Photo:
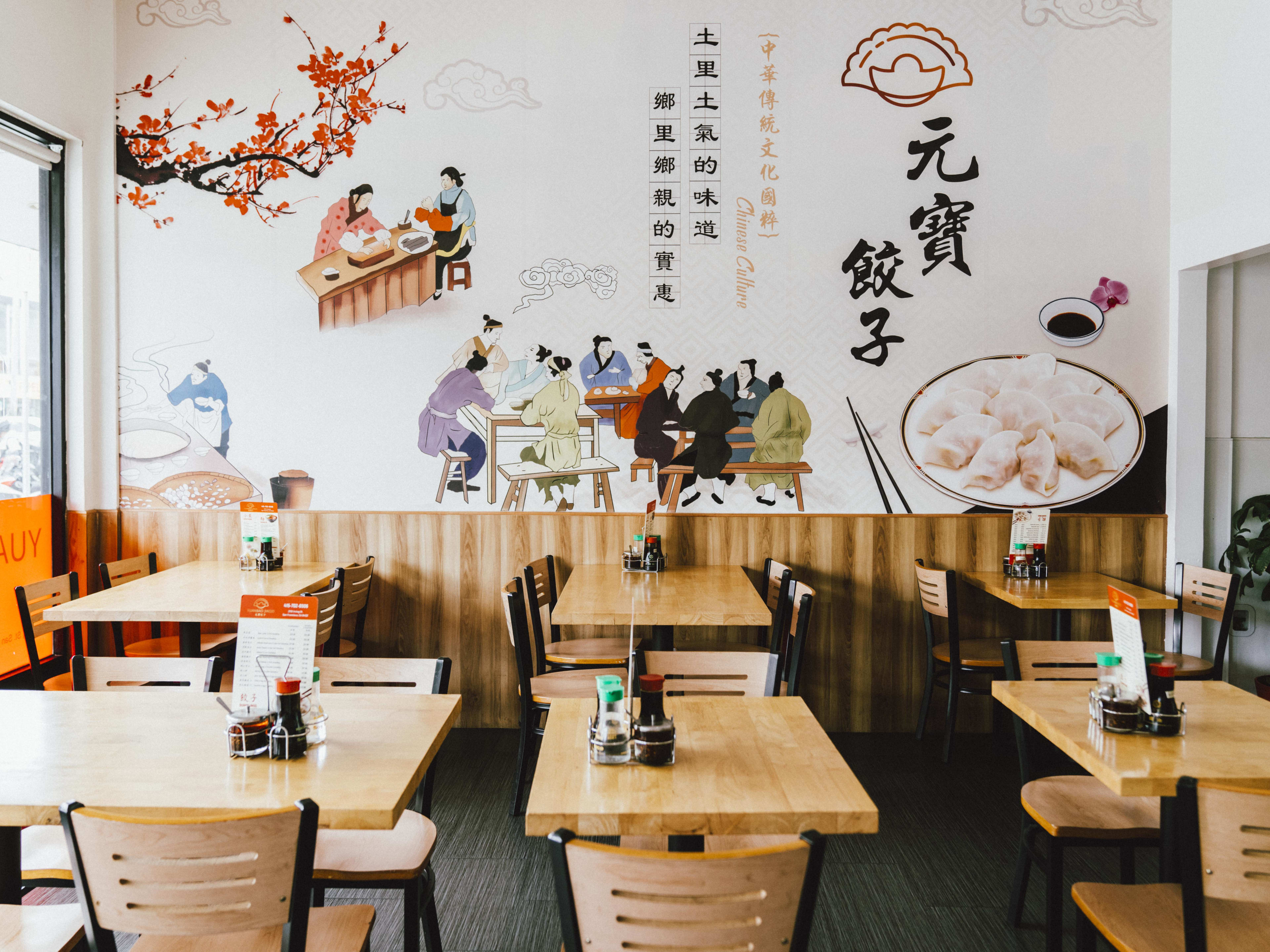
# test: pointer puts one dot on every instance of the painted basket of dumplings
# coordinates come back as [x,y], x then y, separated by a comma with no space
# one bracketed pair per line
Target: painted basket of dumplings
[1018,431]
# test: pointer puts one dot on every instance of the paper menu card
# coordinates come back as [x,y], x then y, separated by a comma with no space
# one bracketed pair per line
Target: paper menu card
[1029,527]
[258,521]
[280,635]
[1127,635]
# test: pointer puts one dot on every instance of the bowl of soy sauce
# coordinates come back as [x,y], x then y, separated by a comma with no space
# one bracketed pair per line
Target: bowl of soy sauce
[1071,322]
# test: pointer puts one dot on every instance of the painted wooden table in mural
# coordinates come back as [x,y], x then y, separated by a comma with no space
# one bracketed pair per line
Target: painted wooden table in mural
[488,423]
[361,295]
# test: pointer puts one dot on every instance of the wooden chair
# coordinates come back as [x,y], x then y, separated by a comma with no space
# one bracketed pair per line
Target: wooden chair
[356,584]
[953,658]
[1209,595]
[540,600]
[536,692]
[750,899]
[398,858]
[713,673]
[1223,900]
[1067,810]
[242,883]
[126,571]
[40,928]
[55,672]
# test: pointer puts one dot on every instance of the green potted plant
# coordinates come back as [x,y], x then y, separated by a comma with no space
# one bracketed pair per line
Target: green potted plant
[1248,558]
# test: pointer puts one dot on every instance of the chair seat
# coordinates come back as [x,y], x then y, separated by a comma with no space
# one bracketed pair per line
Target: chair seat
[1149,918]
[169,647]
[44,853]
[606,652]
[41,928]
[399,853]
[976,653]
[331,930]
[570,685]
[1081,807]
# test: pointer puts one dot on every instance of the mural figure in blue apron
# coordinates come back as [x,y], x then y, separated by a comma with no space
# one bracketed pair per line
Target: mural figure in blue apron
[556,409]
[526,377]
[747,395]
[709,417]
[439,423]
[209,412]
[782,427]
[452,219]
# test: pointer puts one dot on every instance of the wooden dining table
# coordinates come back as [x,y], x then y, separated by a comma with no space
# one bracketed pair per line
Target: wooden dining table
[191,595]
[166,754]
[1227,739]
[742,766]
[1061,593]
[680,595]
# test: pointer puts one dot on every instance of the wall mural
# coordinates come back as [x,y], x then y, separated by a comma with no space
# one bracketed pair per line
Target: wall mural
[851,306]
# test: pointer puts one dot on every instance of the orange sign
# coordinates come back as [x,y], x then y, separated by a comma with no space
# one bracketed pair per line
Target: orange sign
[26,556]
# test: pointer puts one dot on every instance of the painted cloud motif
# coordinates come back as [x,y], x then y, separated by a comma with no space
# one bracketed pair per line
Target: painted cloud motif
[181,13]
[477,88]
[1086,15]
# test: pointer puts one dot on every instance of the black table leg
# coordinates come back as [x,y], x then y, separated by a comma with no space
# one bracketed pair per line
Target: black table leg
[1169,841]
[11,866]
[191,640]
[686,845]
[1061,622]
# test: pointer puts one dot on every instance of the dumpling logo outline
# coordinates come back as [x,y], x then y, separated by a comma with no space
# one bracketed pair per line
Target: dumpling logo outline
[907,64]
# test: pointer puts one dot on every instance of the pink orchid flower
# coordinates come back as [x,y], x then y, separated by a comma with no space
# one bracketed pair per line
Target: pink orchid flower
[1109,294]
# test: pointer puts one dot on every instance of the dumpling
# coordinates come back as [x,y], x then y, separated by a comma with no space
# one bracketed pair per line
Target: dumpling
[1100,416]
[1027,374]
[955,404]
[1066,384]
[959,440]
[997,461]
[1019,411]
[984,375]
[1038,465]
[1081,450]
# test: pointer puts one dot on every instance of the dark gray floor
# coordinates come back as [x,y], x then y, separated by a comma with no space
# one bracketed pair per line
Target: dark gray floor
[935,878]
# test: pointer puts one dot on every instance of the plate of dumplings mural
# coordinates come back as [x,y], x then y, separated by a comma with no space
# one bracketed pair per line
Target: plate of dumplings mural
[1019,431]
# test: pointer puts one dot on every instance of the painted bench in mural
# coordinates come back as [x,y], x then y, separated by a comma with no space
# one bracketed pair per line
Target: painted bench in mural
[519,476]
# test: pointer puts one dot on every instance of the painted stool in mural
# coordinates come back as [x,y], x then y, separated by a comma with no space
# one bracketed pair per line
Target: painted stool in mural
[452,276]
[451,457]
[519,476]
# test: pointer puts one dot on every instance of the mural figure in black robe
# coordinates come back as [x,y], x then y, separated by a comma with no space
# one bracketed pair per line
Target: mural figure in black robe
[709,417]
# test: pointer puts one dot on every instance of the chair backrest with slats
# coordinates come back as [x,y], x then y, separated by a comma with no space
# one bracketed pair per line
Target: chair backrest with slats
[633,899]
[151,875]
[385,676]
[738,673]
[147,673]
[540,598]
[33,601]
[1209,595]
[329,614]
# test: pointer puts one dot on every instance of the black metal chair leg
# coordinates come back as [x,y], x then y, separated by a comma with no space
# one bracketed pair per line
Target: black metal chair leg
[1127,866]
[1023,873]
[926,695]
[1055,896]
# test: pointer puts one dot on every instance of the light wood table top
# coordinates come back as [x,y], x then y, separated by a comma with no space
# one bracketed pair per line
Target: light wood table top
[743,766]
[166,753]
[683,595]
[195,592]
[1227,735]
[1064,591]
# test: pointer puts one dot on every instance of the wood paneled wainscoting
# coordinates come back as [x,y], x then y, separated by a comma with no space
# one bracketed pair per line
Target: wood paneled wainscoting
[437,578]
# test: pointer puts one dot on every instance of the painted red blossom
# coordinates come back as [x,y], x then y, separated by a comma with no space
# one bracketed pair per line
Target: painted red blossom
[151,151]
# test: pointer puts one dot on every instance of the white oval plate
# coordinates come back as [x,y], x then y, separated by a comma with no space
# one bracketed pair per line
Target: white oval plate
[1126,442]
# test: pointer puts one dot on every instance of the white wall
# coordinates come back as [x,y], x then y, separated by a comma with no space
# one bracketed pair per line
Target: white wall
[60,75]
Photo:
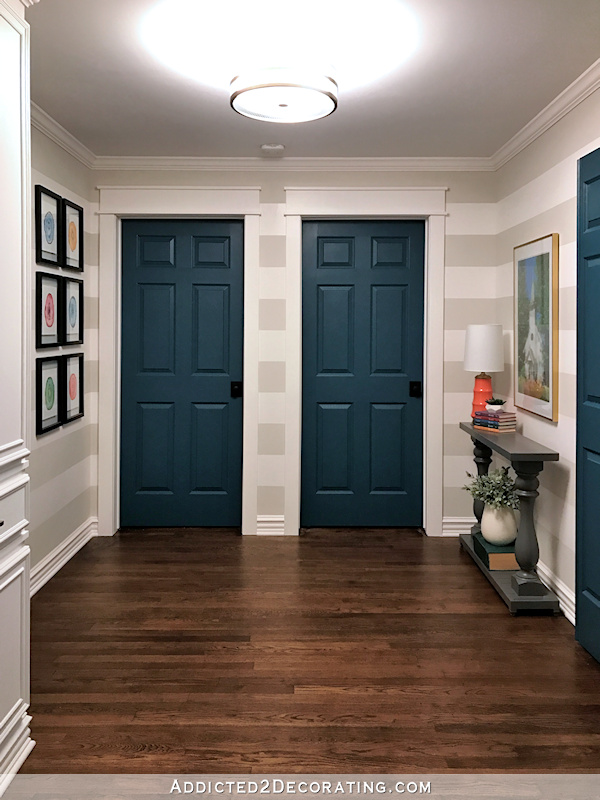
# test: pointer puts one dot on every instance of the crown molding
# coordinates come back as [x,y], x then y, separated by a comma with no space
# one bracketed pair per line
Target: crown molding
[321,164]
[585,85]
[53,130]
[581,88]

********

▸ **WORK REQUIRED**
Reproduce only the lines from the beginning of the data through the line that contains "the paper menu card", both included, and please drop the pictures.

▸ **EXERCISE SOLUTION**
Photo:
# test: pointer puts one dot on every instance of the painted basket of dumplings
# coordinates come back as [x,y], x then y, separated by a comma with no space
# one bracketed pair per line
Target: painted basket of dumplings
[1018,431]
# test: pointer puts one dot on every instance of the paper menu card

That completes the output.